TEXT SECTION:
= = = = = = =

# Electrical amplifier



## Chernandez3208 (May 6, 2015)

I've recently drawn up designs for an electrical amplifier that is housed in a 2'x2' steel box. I'm in the process of building it and once it's done it will amplify the initial input by a minimum of 100k. Only fuel source needed is helium. The process creates hydrogen as a byproduct. If anyone is interested in the system once it's completed and I can provide input=output information of course.


----------



## sideKahr (Oct 15, 2014)

How could helium serve as a fuel? It's an inert element; it doesn't burn or otherwise react in any way. And how can hydrogen be created as a byproduct? It's a different element entirely. Does the process transmute elements nucleonically? Do you have a link to this miraculous process?


----------



## jdbushcraft (Mar 26, 2015)

He's building an electro- elemental changinator to take over the tri-state area. Hey! Has anyone seen Perry?


----------



## paraquack (Mar 1, 2013)

helium can be used for a fuel. Nature does it all the time in the core of dying stars.

= = = = = = =

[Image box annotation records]
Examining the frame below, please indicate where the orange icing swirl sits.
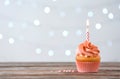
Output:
[77,41,100,57]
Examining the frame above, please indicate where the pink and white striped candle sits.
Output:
[86,19,90,41]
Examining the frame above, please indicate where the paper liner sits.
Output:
[76,61,100,72]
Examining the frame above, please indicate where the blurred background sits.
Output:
[0,0,120,62]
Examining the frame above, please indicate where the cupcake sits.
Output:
[76,40,100,72]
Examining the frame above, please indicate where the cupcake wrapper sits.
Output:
[76,61,100,72]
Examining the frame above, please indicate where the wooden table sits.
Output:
[0,62,120,79]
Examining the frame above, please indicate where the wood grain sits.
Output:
[0,62,120,79]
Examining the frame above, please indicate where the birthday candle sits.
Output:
[86,19,90,41]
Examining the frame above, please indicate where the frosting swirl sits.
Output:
[77,41,100,57]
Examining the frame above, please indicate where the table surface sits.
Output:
[0,62,120,79]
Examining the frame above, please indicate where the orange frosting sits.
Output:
[77,41,100,57]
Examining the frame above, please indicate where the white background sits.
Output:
[0,0,120,62]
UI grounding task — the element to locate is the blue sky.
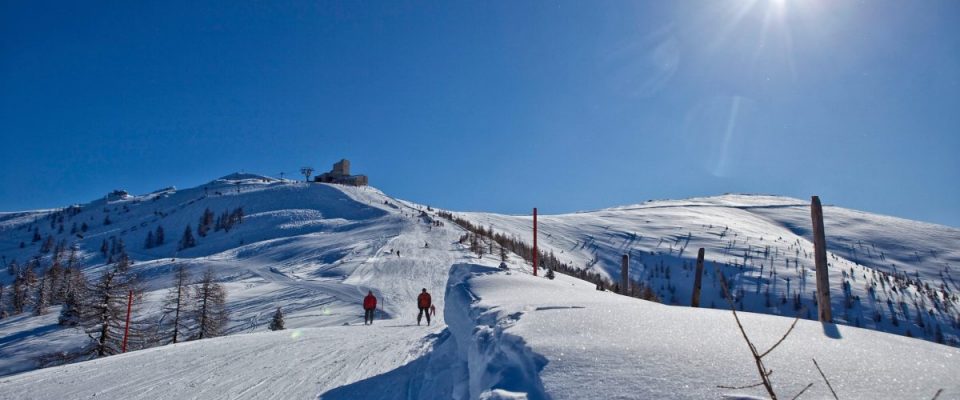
[0,0,960,227]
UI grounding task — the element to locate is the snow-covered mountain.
[0,174,960,399]
[456,195,960,346]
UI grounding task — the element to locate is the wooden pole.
[533,207,537,276]
[120,290,133,353]
[690,247,703,307]
[620,254,630,294]
[810,196,833,322]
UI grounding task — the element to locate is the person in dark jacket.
[363,290,377,325]
[417,288,431,325]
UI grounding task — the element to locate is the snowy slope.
[455,195,960,346]
[0,175,436,375]
[447,265,960,400]
[0,175,960,399]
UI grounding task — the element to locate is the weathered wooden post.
[533,207,539,276]
[690,247,703,307]
[810,196,833,322]
[620,254,630,294]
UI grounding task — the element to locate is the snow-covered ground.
[0,175,960,399]
[454,195,960,346]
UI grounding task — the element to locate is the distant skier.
[363,290,377,325]
[417,288,432,325]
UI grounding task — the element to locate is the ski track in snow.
[0,177,960,400]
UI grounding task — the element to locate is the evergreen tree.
[178,225,197,250]
[160,265,190,344]
[57,282,84,326]
[193,269,227,339]
[10,273,29,315]
[143,231,156,249]
[33,276,50,315]
[0,284,7,319]
[80,260,136,358]
[270,307,283,331]
[197,208,213,237]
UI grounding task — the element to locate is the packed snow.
[0,174,960,399]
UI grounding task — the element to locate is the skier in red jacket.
[417,288,431,325]
[363,290,377,325]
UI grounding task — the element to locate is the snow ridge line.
[444,264,550,399]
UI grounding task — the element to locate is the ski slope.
[0,174,960,399]
[454,195,960,346]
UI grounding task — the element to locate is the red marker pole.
[120,290,133,353]
[533,207,537,276]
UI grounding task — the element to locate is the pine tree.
[161,265,190,344]
[10,273,29,315]
[80,260,136,358]
[193,269,227,339]
[197,208,213,237]
[154,226,164,246]
[270,307,283,331]
[178,225,197,250]
[143,231,156,249]
[57,282,84,326]
[0,284,7,319]
[33,276,50,315]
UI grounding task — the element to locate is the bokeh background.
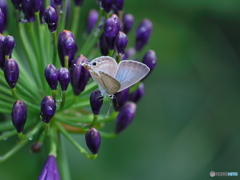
[0,0,240,180]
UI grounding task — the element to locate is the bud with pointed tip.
[0,34,5,69]
[122,48,136,60]
[123,14,134,34]
[3,35,15,57]
[87,9,99,34]
[43,6,58,32]
[104,14,121,50]
[58,30,78,67]
[114,31,128,55]
[85,127,101,154]
[128,83,144,103]
[115,102,137,134]
[11,100,28,133]
[114,0,124,11]
[11,0,22,10]
[100,0,114,13]
[90,90,103,115]
[74,0,84,6]
[40,96,56,123]
[38,155,60,180]
[0,8,4,33]
[21,0,35,22]
[70,55,90,96]
[4,59,19,89]
[58,68,70,91]
[31,0,44,12]
[113,88,129,111]
[135,19,153,51]
[44,64,58,90]
[0,0,8,33]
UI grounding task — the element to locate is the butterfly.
[82,56,150,98]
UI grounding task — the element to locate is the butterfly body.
[83,56,150,97]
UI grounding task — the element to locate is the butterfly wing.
[99,71,121,95]
[90,56,118,77]
[115,60,150,92]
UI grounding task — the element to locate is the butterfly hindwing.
[99,71,121,94]
[115,60,150,92]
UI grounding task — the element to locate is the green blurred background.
[0,0,240,180]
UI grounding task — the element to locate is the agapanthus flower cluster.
[0,0,157,180]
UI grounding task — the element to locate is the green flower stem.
[99,131,117,138]
[43,122,50,136]
[56,123,97,159]
[91,114,98,127]
[64,56,69,69]
[18,23,41,88]
[0,122,41,162]
[49,126,57,157]
[71,6,81,38]
[79,8,103,56]
[61,91,66,109]
[11,88,20,100]
[57,136,71,179]
[35,12,47,89]
[52,90,57,100]
[52,31,58,67]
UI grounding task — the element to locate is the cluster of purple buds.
[0,0,157,180]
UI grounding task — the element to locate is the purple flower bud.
[100,0,114,13]
[43,6,58,32]
[3,35,15,57]
[54,0,62,6]
[40,96,56,123]
[114,0,124,11]
[44,64,58,90]
[74,0,84,6]
[11,0,22,10]
[90,90,103,115]
[104,14,121,50]
[135,19,153,51]
[128,83,144,103]
[142,50,157,71]
[115,102,137,134]
[114,31,128,55]
[4,59,19,89]
[11,100,28,133]
[0,8,4,33]
[85,127,101,154]
[99,34,108,56]
[58,68,70,91]
[58,30,78,67]
[31,142,42,153]
[21,0,35,22]
[123,14,134,34]
[0,0,8,33]
[70,55,90,96]
[30,0,44,12]
[113,88,129,111]
[122,48,136,60]
[0,34,5,69]
[87,9,99,34]
[38,155,60,180]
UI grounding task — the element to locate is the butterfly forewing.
[99,71,121,95]
[91,56,118,77]
[115,60,150,92]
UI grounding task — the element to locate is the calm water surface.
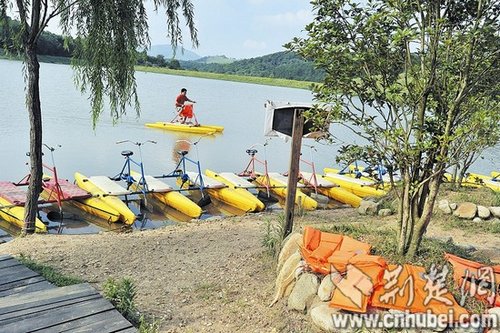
[0,60,500,233]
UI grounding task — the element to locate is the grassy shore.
[0,52,314,90]
[135,66,313,90]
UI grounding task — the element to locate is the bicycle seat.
[247,149,257,156]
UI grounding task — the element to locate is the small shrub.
[17,254,84,287]
[103,278,160,333]
[262,214,285,258]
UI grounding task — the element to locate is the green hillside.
[0,19,324,82]
[180,52,324,82]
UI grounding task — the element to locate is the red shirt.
[175,94,189,106]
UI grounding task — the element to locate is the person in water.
[175,88,196,124]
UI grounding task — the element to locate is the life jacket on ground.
[444,253,500,307]
[371,264,468,321]
[330,254,387,313]
[301,227,371,274]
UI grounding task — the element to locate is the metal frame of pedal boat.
[15,143,92,233]
[238,149,271,198]
[162,148,211,207]
[109,140,157,210]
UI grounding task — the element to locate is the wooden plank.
[116,327,137,333]
[0,257,21,270]
[0,294,113,333]
[0,295,102,324]
[37,310,134,333]
[0,283,99,315]
[0,276,56,297]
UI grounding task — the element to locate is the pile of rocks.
[270,233,500,333]
[438,199,500,222]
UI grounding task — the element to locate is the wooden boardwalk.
[0,255,137,333]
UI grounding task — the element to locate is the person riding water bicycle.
[175,88,199,125]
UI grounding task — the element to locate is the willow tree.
[0,0,198,234]
[288,0,500,257]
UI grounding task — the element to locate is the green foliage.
[287,0,500,256]
[103,278,160,333]
[262,214,285,258]
[18,254,84,287]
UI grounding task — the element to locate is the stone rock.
[318,274,335,301]
[378,208,392,216]
[490,207,500,218]
[276,232,302,272]
[438,199,452,214]
[477,205,491,220]
[307,295,324,311]
[453,202,477,220]
[283,280,297,297]
[288,273,319,312]
[358,200,378,215]
[311,303,339,332]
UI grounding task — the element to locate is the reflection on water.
[0,59,499,237]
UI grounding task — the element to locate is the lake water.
[0,59,500,233]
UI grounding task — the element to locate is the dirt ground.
[0,209,500,332]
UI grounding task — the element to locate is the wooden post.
[283,109,304,239]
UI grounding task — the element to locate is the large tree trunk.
[22,44,42,234]
[407,174,441,258]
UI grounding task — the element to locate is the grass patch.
[135,66,314,90]
[439,184,500,207]
[103,278,160,333]
[262,214,285,258]
[442,216,500,234]
[17,254,85,287]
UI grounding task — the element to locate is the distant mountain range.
[147,44,201,61]
[147,44,236,64]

= = = = = = =

REQUEST: Quote the amplifier thread above from "I've recently drawn" to "information of course.".

EXERCISE OUTPUT:
I've recently drawn up designs for an electrical amplifier that is housed in a 2'x2' steel box. I'm in the process of building it and once it's done it will amplify the initial input by a minimum of 100k. Only fuel source needed is helium. The process creates hydrogen as a byproduct. If anyone is interested in the system once it's completed and I can provide input=output information of course.